Below are the records; count the lines that include the string "steps" and give only that number.

Point-per-instance localization data
*** Block opens ***
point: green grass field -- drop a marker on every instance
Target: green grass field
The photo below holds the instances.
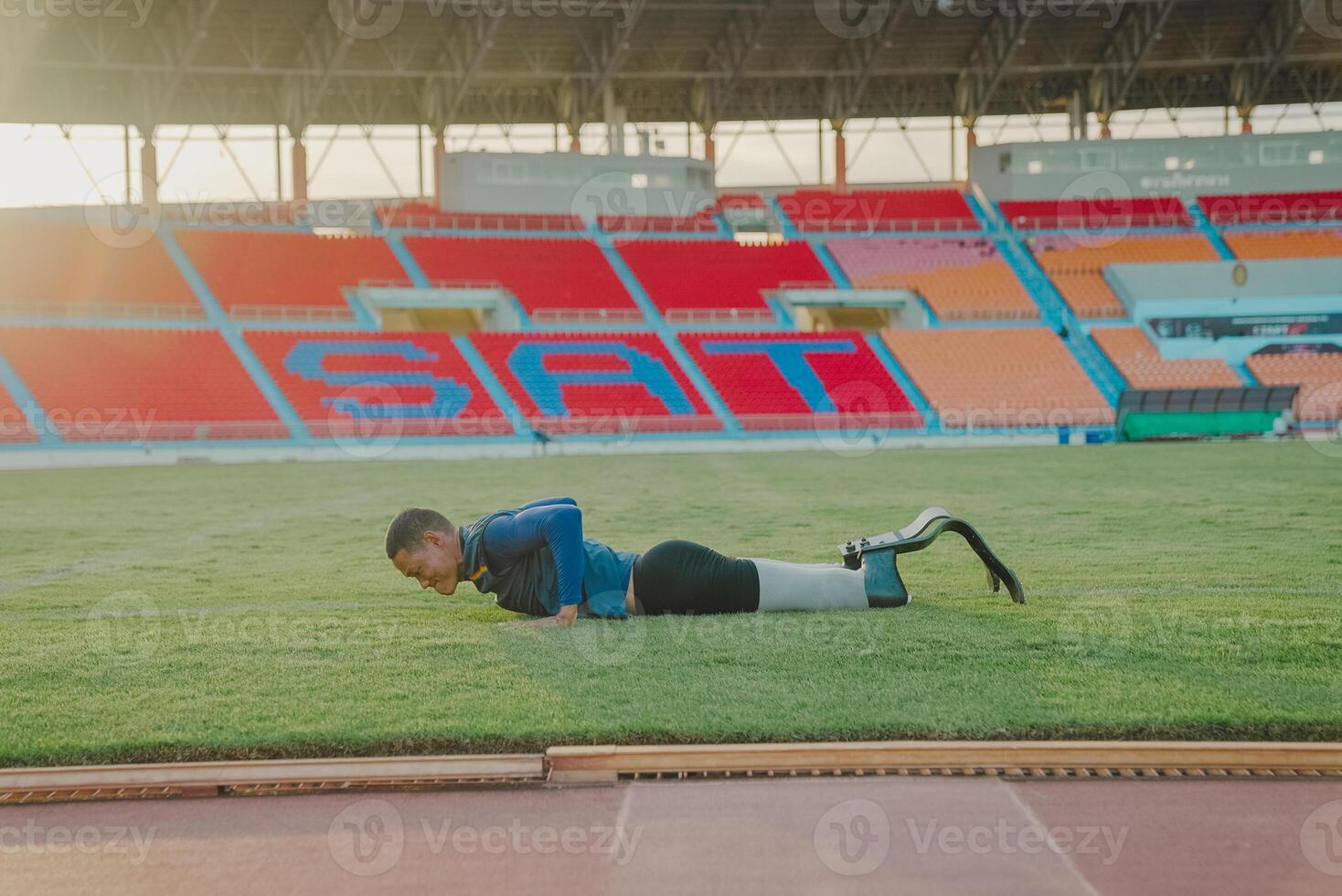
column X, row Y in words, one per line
column 198, row 612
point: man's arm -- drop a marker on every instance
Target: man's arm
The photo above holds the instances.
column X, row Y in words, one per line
column 557, row 526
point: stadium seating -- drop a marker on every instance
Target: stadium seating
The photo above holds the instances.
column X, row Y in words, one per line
column 369, row 384
column 800, row 379
column 132, row 385
column 998, row 377
column 1318, row 375
column 423, row 215
column 961, row 278
column 701, row 223
column 14, row 425
column 1273, row 208
column 1144, row 368
column 1095, row 213
column 284, row 275
column 863, row 211
column 557, row 275
column 1286, row 243
column 685, row 276
column 595, row 382
column 1077, row 266
column 59, row 269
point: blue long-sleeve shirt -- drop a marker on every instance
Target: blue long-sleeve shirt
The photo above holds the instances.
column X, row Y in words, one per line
column 555, row 523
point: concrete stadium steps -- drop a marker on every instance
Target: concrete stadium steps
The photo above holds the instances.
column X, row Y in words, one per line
column 871, row 211
column 961, row 278
column 1075, row 263
column 1287, row 243
column 717, row 274
column 998, row 377
column 1141, row 364
column 800, row 379
column 367, row 384
column 63, row 269
column 251, row 270
column 595, row 382
column 1319, row 377
column 555, row 272
column 128, row 384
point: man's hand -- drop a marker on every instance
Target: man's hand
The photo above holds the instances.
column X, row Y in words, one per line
column 567, row 617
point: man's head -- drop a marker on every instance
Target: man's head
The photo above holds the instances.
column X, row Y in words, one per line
column 423, row 545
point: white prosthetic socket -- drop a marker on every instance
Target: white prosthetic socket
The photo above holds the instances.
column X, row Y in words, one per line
column 808, row 586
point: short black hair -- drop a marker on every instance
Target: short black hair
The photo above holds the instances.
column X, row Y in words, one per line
column 407, row 530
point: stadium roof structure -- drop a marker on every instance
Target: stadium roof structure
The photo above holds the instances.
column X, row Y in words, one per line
column 441, row 62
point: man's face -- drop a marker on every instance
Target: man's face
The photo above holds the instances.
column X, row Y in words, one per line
column 433, row 563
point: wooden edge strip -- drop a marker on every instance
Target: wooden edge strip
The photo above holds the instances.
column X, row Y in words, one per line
column 361, row 772
column 605, row 763
column 963, row 757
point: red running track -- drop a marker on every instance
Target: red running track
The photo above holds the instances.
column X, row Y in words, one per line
column 868, row 835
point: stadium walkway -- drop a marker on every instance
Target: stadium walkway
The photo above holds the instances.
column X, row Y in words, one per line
column 785, row 836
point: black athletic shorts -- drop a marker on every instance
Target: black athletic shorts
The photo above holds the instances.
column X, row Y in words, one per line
column 683, row 577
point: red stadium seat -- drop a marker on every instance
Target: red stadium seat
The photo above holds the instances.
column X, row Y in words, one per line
column 717, row 274
column 595, row 382
column 60, row 269
column 544, row 274
column 134, row 385
column 264, row 274
column 800, row 379
column 392, row 384
column 421, row 215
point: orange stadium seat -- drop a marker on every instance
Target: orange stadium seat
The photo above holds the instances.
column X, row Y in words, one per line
column 14, row 425
column 63, row 269
column 998, row 377
column 1286, row 244
column 131, row 385
column 1319, row 377
column 1273, row 208
column 1144, row 368
column 1077, row 269
column 255, row 272
column 544, row 274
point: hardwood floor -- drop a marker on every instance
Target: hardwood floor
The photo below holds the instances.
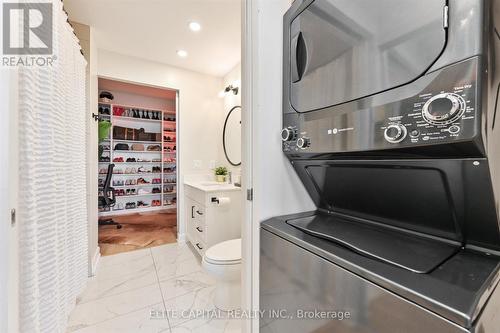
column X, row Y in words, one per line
column 138, row 231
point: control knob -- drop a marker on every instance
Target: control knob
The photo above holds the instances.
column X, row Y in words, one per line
column 395, row 133
column 288, row 134
column 303, row 142
column 443, row 109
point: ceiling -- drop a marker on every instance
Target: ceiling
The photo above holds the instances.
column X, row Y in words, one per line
column 155, row 29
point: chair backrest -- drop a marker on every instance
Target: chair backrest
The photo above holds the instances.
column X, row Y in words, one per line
column 106, row 189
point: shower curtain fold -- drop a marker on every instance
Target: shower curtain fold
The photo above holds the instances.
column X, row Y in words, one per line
column 53, row 266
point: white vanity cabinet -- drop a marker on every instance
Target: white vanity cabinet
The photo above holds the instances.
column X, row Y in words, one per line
column 208, row 220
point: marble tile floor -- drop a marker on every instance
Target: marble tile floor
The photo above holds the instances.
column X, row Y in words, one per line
column 159, row 289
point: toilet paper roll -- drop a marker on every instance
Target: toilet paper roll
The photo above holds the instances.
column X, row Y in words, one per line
column 224, row 201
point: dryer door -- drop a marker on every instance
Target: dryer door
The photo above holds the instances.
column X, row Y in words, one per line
column 342, row 50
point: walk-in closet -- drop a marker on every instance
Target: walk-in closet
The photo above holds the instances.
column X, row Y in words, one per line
column 137, row 166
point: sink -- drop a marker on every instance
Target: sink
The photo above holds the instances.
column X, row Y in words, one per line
column 212, row 184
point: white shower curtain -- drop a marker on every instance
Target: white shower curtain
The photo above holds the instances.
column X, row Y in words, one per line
column 52, row 214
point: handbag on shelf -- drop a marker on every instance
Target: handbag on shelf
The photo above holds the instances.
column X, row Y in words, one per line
column 130, row 134
column 142, row 135
column 138, row 147
column 117, row 111
column 119, row 133
column 154, row 148
column 121, row 146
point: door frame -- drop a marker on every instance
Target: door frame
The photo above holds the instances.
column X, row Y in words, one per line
column 9, row 183
column 250, row 228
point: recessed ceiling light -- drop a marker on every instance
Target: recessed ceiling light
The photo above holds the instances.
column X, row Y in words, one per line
column 194, row 26
column 182, row 53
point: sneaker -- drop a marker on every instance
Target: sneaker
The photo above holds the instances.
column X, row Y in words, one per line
column 143, row 191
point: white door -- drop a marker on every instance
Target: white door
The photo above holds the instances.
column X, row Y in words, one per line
column 9, row 155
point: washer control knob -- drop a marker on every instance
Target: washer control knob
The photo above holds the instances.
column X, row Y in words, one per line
column 303, row 143
column 443, row 109
column 395, row 133
column 288, row 134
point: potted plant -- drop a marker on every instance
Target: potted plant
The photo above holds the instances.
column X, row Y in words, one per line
column 220, row 174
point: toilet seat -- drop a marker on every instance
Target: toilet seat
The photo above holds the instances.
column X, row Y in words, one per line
column 225, row 253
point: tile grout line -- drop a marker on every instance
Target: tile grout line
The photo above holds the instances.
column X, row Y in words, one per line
column 115, row 317
column 161, row 291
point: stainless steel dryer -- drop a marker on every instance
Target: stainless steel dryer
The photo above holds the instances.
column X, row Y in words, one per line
column 389, row 119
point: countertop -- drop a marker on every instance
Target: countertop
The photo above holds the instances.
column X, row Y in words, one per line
column 211, row 186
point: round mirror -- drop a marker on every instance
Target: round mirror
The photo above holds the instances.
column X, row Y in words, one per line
column 231, row 136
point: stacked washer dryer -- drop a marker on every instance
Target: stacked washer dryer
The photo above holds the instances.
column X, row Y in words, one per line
column 390, row 121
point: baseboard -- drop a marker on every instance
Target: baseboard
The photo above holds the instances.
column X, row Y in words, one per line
column 181, row 238
column 95, row 260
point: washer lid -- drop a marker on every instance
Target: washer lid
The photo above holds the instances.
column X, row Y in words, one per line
column 228, row 251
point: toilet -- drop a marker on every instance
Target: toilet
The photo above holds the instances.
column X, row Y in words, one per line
column 223, row 262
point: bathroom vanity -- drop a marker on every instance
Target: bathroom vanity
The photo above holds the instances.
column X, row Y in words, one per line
column 213, row 213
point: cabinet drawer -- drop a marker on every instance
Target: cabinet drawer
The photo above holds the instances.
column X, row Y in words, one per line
column 201, row 232
column 199, row 246
column 194, row 193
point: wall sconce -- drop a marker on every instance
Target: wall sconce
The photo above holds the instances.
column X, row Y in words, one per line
column 232, row 88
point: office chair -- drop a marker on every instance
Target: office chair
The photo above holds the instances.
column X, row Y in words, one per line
column 107, row 199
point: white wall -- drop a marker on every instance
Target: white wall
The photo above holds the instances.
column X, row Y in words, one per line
column 199, row 114
column 86, row 37
column 145, row 102
column 9, row 166
column 231, row 100
column 277, row 189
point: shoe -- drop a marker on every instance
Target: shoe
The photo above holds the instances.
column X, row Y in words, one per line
column 143, row 191
column 142, row 181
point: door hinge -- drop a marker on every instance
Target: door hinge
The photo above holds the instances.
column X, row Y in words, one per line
column 445, row 17
column 250, row 194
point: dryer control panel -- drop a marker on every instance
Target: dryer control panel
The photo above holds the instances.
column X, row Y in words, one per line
column 438, row 108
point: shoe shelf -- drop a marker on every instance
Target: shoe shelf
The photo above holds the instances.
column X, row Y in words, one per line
column 138, row 185
column 141, row 120
column 135, row 141
column 137, row 151
column 167, row 126
column 137, row 195
column 124, row 211
column 137, row 163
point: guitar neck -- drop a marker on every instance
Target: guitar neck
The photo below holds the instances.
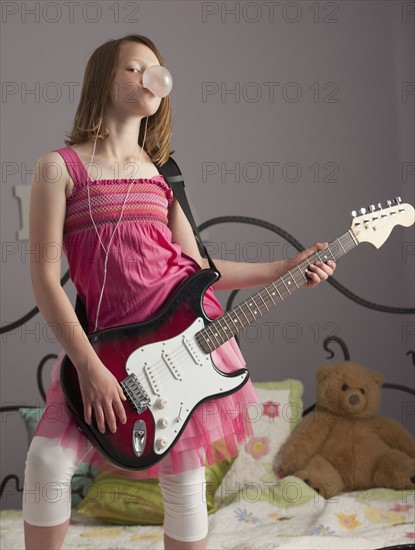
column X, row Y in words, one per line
column 248, row 311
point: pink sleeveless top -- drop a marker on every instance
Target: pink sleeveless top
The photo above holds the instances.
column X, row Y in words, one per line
*** Block closes ***
**WORKED SOLUTION**
2